* To be done *
Please reproduce the data from the line with "of the fireplace" to the line with "98L253 99L253 97L259", switching "mantel" to "shelf" and leaving everything else unchanged.

── Extracted entries

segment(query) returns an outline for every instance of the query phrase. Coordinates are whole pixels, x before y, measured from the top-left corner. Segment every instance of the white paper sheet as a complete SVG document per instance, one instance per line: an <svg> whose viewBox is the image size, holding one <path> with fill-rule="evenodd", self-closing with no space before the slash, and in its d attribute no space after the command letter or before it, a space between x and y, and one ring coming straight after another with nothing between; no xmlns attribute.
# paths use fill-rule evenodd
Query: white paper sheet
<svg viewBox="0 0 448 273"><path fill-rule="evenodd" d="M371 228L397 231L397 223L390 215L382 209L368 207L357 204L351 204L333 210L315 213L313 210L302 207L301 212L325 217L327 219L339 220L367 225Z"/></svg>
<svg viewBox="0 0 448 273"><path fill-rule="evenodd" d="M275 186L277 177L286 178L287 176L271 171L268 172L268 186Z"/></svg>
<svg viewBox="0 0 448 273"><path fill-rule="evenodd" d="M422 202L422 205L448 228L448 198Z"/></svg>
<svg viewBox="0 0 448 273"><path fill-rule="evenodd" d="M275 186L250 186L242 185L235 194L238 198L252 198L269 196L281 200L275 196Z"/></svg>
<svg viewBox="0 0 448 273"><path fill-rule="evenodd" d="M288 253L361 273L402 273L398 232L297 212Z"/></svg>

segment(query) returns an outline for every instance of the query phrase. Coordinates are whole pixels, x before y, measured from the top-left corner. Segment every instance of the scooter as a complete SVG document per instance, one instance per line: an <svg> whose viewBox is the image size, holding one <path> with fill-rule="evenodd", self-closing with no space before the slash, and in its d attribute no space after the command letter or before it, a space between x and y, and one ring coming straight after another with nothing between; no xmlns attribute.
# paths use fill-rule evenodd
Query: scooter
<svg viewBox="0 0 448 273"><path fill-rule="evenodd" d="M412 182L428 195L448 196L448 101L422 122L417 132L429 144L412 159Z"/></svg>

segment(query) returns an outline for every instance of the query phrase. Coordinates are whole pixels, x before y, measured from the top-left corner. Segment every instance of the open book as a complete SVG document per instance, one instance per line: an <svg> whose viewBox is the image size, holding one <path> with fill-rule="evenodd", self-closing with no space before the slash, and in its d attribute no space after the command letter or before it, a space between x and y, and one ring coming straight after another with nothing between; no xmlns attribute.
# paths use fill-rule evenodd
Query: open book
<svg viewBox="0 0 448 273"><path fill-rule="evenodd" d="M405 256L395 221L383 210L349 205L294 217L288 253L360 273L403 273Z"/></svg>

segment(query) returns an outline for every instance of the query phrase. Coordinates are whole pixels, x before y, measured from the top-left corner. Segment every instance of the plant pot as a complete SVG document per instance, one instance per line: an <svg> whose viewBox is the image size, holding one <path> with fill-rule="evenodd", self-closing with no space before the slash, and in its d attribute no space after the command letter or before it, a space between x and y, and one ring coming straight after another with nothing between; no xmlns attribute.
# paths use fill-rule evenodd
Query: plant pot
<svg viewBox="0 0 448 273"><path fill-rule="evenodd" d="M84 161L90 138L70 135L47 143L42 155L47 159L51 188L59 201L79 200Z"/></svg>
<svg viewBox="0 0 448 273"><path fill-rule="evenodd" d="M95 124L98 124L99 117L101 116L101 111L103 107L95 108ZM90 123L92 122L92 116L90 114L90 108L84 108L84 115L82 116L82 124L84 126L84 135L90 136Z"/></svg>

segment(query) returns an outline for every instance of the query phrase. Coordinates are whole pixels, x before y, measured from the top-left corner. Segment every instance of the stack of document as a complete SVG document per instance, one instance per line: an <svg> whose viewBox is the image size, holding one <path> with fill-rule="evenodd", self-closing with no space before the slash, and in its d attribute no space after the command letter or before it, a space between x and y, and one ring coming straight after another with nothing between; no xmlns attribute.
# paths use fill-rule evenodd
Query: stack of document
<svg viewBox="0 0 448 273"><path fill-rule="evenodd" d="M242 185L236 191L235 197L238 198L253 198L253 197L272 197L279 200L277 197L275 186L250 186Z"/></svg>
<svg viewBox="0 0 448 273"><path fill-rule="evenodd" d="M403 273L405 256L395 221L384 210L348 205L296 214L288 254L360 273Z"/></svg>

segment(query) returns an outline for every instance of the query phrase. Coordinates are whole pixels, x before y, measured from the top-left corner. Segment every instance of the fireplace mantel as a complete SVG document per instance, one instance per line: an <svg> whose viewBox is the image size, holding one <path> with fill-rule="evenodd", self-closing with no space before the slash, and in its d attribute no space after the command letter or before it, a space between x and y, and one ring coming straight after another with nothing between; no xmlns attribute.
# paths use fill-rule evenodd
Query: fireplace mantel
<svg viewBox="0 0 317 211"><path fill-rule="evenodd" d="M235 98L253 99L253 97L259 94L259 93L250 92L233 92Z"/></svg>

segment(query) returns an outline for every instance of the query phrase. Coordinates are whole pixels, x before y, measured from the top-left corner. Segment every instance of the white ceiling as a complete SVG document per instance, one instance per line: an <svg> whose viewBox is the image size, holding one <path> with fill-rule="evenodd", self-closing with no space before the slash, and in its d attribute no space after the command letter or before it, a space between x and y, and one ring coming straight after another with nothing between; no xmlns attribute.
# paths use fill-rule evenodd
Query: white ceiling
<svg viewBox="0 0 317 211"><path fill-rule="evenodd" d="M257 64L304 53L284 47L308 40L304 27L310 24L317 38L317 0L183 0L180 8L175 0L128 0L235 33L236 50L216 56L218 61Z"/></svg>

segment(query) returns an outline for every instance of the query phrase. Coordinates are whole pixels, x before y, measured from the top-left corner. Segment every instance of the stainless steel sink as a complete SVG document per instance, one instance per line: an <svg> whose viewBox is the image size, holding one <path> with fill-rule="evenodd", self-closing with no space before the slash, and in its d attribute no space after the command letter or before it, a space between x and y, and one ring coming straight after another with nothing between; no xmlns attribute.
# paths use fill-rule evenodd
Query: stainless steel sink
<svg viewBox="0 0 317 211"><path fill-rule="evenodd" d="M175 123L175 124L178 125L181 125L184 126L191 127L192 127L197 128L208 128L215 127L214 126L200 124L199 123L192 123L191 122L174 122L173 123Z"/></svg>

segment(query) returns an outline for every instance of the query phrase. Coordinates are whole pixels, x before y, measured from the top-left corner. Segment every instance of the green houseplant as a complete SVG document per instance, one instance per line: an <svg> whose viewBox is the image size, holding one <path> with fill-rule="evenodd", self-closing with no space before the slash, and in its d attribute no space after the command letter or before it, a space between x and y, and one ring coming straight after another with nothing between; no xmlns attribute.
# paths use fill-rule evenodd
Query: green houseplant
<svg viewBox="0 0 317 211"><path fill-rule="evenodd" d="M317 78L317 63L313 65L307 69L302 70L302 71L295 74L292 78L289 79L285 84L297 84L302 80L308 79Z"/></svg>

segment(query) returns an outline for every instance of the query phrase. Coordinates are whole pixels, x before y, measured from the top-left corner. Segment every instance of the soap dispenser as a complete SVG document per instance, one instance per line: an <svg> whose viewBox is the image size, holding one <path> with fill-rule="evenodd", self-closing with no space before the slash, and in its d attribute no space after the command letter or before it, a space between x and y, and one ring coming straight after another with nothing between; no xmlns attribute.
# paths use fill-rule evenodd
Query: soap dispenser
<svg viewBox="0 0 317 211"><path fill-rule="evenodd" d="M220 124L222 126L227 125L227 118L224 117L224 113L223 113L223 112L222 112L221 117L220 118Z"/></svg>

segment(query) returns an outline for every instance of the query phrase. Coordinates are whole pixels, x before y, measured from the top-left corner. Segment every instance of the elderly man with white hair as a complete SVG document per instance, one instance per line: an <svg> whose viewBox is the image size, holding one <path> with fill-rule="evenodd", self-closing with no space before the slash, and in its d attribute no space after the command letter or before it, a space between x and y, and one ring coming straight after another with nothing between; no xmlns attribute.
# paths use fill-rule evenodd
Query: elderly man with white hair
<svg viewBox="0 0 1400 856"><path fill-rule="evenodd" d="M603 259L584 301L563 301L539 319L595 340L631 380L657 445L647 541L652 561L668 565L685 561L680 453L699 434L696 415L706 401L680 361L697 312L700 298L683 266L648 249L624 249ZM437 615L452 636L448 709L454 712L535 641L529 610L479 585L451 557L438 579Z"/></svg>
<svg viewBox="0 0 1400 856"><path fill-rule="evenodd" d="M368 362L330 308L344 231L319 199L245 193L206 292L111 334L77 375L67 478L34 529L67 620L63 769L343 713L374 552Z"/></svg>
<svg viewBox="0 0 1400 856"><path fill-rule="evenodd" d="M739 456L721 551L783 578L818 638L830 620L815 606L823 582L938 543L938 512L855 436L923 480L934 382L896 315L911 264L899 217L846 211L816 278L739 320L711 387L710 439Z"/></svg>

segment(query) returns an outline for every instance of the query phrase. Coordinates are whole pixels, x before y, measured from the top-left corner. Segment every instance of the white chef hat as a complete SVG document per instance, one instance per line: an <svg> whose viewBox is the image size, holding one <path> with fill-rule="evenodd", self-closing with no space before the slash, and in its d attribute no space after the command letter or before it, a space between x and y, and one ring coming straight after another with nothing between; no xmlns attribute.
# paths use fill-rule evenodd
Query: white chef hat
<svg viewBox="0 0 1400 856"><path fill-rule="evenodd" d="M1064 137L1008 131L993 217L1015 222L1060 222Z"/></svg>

────

* Full solution *
segment(query) returns an outline for every instance of the query phrase. Coordinates are whole pixels, x before y, measured from the top-left corner. Segment every instance of the fireplace shelf as a complete SVG document per instance, one instance per line: an <svg> whose viewBox is the image size, holding one <path> with fill-rule="evenodd", self-closing with no space before the slash, and in its d attribute no space after the command letter or before it, a space between x and y, and one ring coming straight after another with nothing between; no xmlns attribute.
# paths use fill-rule evenodd
Query: fireplace shelf
<svg viewBox="0 0 317 211"><path fill-rule="evenodd" d="M235 98L253 99L253 97L259 94L259 93L250 92L233 92Z"/></svg>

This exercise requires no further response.